Given records.
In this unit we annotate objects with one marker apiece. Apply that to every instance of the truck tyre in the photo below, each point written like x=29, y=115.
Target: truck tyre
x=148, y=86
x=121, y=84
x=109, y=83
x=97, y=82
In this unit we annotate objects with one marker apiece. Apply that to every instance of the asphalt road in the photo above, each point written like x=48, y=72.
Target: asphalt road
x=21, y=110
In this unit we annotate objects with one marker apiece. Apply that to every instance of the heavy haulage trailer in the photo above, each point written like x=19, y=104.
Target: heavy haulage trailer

What you are asked to do.
Write out the data again, exactly and in full.

Reply.
In this unit we annotate objects with one marker apiece. Apply that to every instance of the truck tyre in the photo below, each point written like x=29, y=115.
Target: truck tyre
x=148, y=86
x=121, y=84
x=109, y=83
x=97, y=82
In this unit we annotate objects with one marker apiece. Apply that to every instance of the asphalt road in the photo above, each point written like x=48, y=72.
Target: asphalt road
x=21, y=110
In this unit we annotate objects with one marker apiece. Apply that to every instance of the heavy haulage trailer in the photo above, each point written like x=19, y=104.
Target: heavy haulage trailer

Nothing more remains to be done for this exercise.